» **DIRECTION**: Omit the pictures, please, and give each record below again exactly.

►

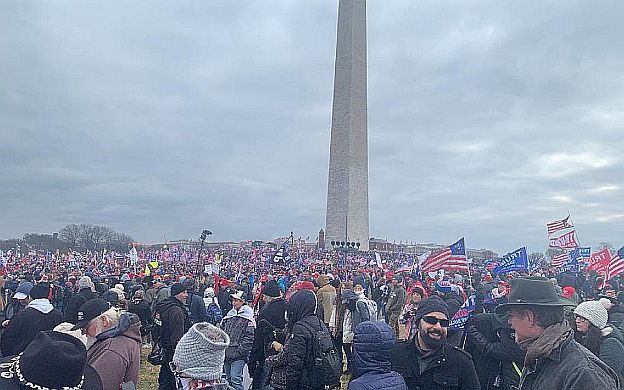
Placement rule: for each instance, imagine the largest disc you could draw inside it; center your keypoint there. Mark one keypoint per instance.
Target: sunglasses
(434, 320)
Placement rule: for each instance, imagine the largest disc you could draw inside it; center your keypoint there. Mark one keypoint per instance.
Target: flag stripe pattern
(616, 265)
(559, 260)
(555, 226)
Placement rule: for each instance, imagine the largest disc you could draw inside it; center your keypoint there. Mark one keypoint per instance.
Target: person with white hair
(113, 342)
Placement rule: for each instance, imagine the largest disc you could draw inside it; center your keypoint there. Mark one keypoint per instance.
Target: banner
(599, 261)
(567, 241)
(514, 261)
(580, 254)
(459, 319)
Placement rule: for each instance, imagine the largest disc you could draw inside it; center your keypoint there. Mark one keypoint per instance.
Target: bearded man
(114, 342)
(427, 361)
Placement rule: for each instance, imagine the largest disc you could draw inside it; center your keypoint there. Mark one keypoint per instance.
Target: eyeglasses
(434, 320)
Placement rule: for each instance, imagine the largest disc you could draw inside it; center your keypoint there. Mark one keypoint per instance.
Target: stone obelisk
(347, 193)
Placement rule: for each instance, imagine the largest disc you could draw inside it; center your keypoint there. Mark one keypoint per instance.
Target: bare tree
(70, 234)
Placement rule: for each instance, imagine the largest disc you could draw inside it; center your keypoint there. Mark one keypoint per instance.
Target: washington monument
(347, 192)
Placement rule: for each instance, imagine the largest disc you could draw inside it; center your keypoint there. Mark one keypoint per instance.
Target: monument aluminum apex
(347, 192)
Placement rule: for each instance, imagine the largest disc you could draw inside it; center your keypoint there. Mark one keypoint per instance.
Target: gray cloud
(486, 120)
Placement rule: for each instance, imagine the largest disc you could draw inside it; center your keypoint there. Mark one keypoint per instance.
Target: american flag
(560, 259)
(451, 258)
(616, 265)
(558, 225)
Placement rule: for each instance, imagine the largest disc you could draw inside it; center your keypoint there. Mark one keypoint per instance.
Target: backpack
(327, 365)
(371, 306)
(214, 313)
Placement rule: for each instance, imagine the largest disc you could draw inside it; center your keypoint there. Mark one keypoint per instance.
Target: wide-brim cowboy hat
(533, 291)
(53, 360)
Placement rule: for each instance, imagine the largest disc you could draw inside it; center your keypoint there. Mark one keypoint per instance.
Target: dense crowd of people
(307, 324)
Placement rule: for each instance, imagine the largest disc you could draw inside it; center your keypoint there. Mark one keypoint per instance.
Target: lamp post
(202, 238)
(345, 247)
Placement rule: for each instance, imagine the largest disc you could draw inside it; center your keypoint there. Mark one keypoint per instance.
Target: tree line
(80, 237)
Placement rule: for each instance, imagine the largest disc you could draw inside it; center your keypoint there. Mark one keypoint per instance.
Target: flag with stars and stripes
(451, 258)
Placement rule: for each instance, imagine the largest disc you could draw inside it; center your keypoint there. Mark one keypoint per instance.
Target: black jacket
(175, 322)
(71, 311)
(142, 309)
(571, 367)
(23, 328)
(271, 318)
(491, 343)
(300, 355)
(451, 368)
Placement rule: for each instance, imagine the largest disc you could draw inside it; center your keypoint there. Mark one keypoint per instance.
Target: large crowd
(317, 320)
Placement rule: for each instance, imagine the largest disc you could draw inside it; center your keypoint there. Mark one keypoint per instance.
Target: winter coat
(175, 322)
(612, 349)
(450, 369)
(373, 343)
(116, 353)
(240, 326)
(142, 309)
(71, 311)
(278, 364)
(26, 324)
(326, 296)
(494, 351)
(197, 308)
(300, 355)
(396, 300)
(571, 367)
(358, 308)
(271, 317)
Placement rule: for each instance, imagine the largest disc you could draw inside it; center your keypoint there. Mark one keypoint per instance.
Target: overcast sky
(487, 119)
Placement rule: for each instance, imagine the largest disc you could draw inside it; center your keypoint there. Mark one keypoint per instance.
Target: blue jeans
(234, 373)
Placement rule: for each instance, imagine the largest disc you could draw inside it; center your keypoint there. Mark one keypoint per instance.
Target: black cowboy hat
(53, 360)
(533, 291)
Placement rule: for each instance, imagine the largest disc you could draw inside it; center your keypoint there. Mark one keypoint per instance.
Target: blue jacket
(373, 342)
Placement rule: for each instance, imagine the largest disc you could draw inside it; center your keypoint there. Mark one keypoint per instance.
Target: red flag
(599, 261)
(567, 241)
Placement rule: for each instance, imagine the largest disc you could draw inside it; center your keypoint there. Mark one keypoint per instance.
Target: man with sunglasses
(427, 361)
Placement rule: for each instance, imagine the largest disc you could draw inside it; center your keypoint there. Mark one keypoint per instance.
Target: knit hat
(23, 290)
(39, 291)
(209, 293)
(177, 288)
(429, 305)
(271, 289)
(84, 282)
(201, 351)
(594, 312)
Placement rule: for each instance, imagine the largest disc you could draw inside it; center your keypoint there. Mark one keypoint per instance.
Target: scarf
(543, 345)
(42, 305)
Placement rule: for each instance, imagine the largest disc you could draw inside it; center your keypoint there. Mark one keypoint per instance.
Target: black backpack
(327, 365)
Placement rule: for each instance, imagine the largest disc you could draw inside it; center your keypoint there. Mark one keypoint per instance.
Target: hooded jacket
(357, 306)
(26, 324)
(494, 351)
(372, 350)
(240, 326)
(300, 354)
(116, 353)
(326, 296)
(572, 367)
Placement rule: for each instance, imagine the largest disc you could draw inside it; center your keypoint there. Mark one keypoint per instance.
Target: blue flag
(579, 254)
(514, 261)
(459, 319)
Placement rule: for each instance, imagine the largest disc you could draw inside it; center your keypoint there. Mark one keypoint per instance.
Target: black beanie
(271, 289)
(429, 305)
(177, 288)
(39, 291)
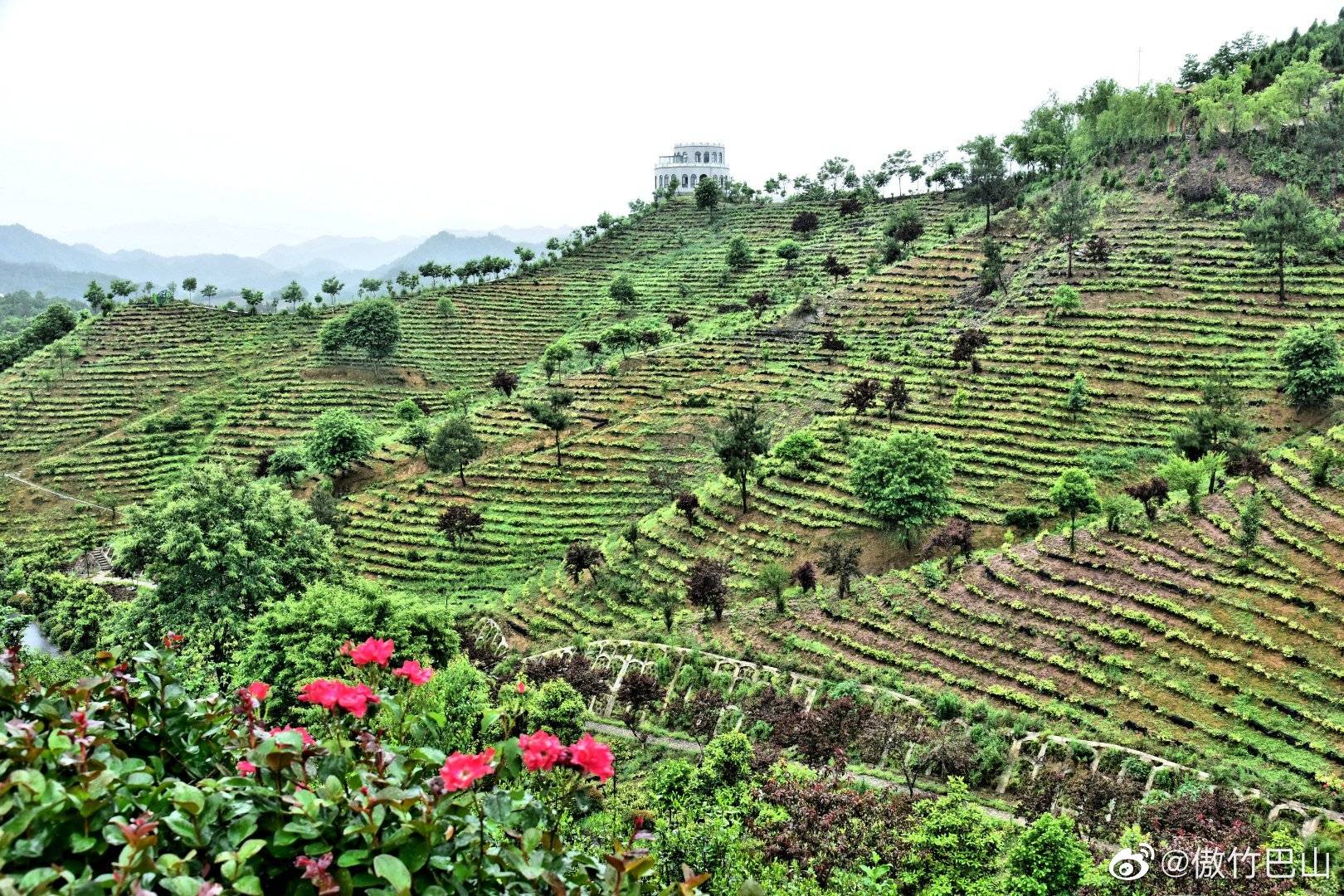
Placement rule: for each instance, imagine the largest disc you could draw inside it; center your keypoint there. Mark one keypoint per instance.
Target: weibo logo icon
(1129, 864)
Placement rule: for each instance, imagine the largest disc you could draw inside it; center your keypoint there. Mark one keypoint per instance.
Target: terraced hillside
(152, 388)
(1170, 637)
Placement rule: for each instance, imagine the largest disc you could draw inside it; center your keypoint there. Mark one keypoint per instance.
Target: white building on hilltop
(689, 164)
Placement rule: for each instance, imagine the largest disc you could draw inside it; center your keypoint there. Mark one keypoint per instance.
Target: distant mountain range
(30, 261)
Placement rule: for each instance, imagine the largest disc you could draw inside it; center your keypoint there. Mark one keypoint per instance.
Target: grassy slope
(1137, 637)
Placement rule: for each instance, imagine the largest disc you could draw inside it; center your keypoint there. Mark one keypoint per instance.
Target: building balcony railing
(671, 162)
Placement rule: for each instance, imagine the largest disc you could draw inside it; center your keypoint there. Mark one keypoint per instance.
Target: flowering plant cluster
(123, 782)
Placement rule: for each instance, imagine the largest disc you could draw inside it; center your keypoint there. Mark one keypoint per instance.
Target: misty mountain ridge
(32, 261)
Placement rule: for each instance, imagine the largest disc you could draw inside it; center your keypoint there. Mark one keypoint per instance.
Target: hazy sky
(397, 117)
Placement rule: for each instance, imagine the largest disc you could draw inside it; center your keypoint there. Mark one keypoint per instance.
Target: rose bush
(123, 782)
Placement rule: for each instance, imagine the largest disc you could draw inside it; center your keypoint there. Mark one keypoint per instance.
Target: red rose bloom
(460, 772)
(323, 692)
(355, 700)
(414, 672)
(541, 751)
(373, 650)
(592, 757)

◄

» **COMPLETED TASK**:
Placement rule: for each instance, imagine the largest disc you could draw inside it; center your keypoint there. Mark one keypoint per instance.
Target: sunglasses
(434, 320)
Placement rule: for each instance, imagine the largest disc you could draw inside it; center your keypoint there. Mark one keypoint per instance.
Target: flag stripe pattern
(616, 265)
(559, 260)
(555, 226)
Placement rule: for each instance, imagine the largest disc you could draw inside it; center your keypoint there. Mark one keypoint per instance.
Target: person with white hair
(113, 342)
Placement rule: for each instance, imagine the largest disc you could draw inside it; center your keypoint there. Mark one keypoint per instance.
Target: banner
(599, 261)
(567, 241)
(514, 261)
(580, 254)
(459, 319)
Placement rule: for each instance, imagine the largest disc you could draw inside it; center your keypoint there. Mark one keypoint per instance.
Target: bearded man
(114, 342)
(427, 361)
Placement rule: for each instance, imagine the largest disc you could draw inside it; center your keypoint there. Mark one keypoint per instance.
Target: eyeglasses
(434, 320)
Placement rule: for each instance, imagine the largest disc you could draw inside it; center your keypoint there. Mark one keypoint per instance.
Target: stone obelisk
(347, 193)
Placement rule: for each instance, imagine the largest disc you could draw inside it; center your keypoint there. Mark one keypoint per instance.
Target: bare tree
(70, 234)
Placement rule: for each instance, imagine the largest disc you could draw inside it; center your keypoint there. Mark one keypoint per instance.
Target: washington monument
(347, 192)
Placement rule: for each instance, imagine the largest disc you could draw inside it; center your keypoint there. Mark one keypoint per instance.
Target: monument aluminum apex
(347, 192)
Placement rule: for each instance, imagine the largest disc you could draw inside it; center your keypoint there. Mark one keypoint per instance.
Target: gray cloud
(486, 120)
Placement rule: for each instance, imagine the largest disc you could draw inside it; center your keypoint there. Mark one keypoint per instance.
Target: american flag
(560, 259)
(451, 258)
(616, 265)
(558, 225)
Placement rule: for each instance, imagine the largest disc you could draw inside it; center your keypoint there. Mark one keypoint per instance.
Target: backpack
(327, 365)
(371, 306)
(214, 313)
Placement rule: for each instance, imagine the largest disc you could draw inside it; center your keypoint there. Mark one keypoint per instance.
Target: wide-brim cowboy hat
(533, 291)
(53, 360)
Placement rule: for each instance, imagine the largest disc you could draw inside it; center your keypoint there. Mark one keypoint per instance.
Target: dense crowd of people
(307, 324)
Placement rule: for each instance, imagine the largest disc you could draw inside it; center your keypoint there. Mark one keypoint per instance.
Target: lamp post
(202, 238)
(345, 247)
Placement rule: for each instance, imagine the largest disc you could draw inside it; center your keypoint there. Mark one keypoint per instance.
Target: tree line
(80, 237)
Placement rule: for each instance, imagine the largest disc you could draw inside it; center your keypoint there. Mark one keypoint per instance.
Target: flag with stars and stripes
(451, 258)
Placement rule: for each instance, imagine the largest disc you could draw inside it; center your keypoint there. Mark one keypoint per instance.
Target: black jacket
(175, 322)
(71, 311)
(142, 309)
(571, 367)
(23, 328)
(271, 318)
(491, 343)
(300, 355)
(451, 368)
Placement rule: for each instance, imagine the largest disc you could draw inside it; center your keypoint there. Mark one keypoint per instance.
Target: large crowd
(317, 320)
Placement rule: for each instance, imagine the largest disc you could draw inside it; center your keypoint there. Mark one keypoint per instance.
Target: winter coat
(175, 322)
(612, 349)
(450, 369)
(373, 343)
(116, 353)
(240, 326)
(142, 309)
(71, 311)
(278, 364)
(26, 324)
(326, 296)
(494, 351)
(197, 308)
(300, 355)
(396, 300)
(571, 367)
(358, 308)
(271, 317)
Placement rule: for each instance, imagine the largest disc you could draw inside it; center your keypoint there. Mark one keypoint per instance.
Target: overcast sky
(487, 119)
Placement rule: for each instance, imagine the largest disc you could draw inside it; center your keypoint there. Mark one keypoint per instance.
Target: blue jeans
(234, 373)
Placement rule: for each instance, imagine the largest disc you could draw inside it; center your keypoint there. Mark one keypoint per instance.
Target: black cowboy hat
(53, 360)
(533, 291)
Placement rule: for each instance, imagine the largest disc you could draw inside it; center your keypoint there. Mark one keypoint per instance.
Target: blue jacket
(373, 342)
Placement rule: for each instance, imagine the largest disc you could draw inside it; center your keypoint there. Mark one keypoint per instance.
Target: red flag
(599, 261)
(567, 241)
Placement rule: for each instance, imagine the largest disc you could draw inside it; center your keypoint there. Mark one keypoint per instance.
Target: man with sunglasses
(427, 361)
Placement rule: for each instance, imagine the largest disc you could draw inside it; center your keypoint there. Mark one keypoint per instance.
Target: knit hat
(23, 290)
(39, 291)
(209, 293)
(177, 288)
(429, 305)
(271, 289)
(84, 282)
(201, 351)
(594, 312)
Placement rule: for each instance, imagine the largest disc you could draw inside it; center your keypoint there. Mark one keypoint per instance.
Target: scarf
(543, 345)
(42, 305)
Placement rule: for each instance, imagine the largest disc you could draw inside it; center your keypoint there. Mark one keypoint per instance.
Target: black backpack
(327, 365)
Placement rule: for each instance, imagine the largest disc you could draw inside it; center your keypoint there. Mark one keypoint per instance.
Target: hooded jacket
(357, 306)
(26, 324)
(494, 351)
(372, 350)
(240, 326)
(300, 354)
(116, 353)
(326, 296)
(572, 367)
Placement rule: for each instance, imagine the largest disc you could draw inside it; center your keypoint there. Mark one keypoint per instance.
Target: blue flag
(579, 254)
(514, 261)
(459, 319)
Placement rule: for each instance, imagine the largest disc you could draw inside it; center your keypoint there. Mark one keypoint per instance.
Target: black beanie
(271, 289)
(429, 305)
(177, 288)
(39, 291)
Placement rule: for each instance, imagine the largest disc you could draw inside it; center your keypoint there. Mark one keypoint per instance.
Target: weibo logo icon
(1129, 864)
Placement rule: for each instance, imagine the largest disc you could draw inside it; center your keypoint there. Mark one keypoint per instance.
Target: terraced hillside
(152, 388)
(1170, 637)
Placement rule: for each instance, imagine the largest disc you could draw inside it; center your keypoint there. Mark one keypoint per instance.
Target: white building on hilltop
(689, 164)
Placement rule: for each instance, imagine the largest disc you could draw inside it; center your keypoint there. Mark one keypoint per instance.
Target: distant mountain range
(30, 261)
Placement rule: for each instance, imagine the largest disc you could draw inside it; center your keypoint there. Mark one keypoint per instance.
Target: grassy slope
(1137, 637)
Placement rule: for each instance, imagine the largest disc you could draw inside it; center your keypoint there. Mark one keypoint per instance.
Target: building balcony railing
(671, 162)
Placement rule: for each instance, imagine the largest disc you could draw inside it; center your keypoint there. Mark one keypoint per instance.
Target: flowering plant cluster
(123, 782)
Placement rule: for each instance, imagine the largest disc you could draw inside it; center your keypoint there. Mark one keypoint per instance.
Target: misty mountain ridge
(32, 261)
Placement rule: for each instance, imagine the largest disc you could draw inside it; center your keypoint there. Mark one keypoint per instance.
Target: hazy sky
(397, 117)
Placement rule: for each instance, imagine the largest disc you could draw inside it; center your keypoint there. Mark one keypoint per instance.
Target: rose bush
(123, 782)
Placement rule: for each instance, imagine the largest disc you could draw inside it; center your keypoint there. Mark one keypoint per instance.
Target: red rose bloom
(460, 772)
(323, 692)
(355, 700)
(414, 672)
(541, 751)
(373, 650)
(592, 757)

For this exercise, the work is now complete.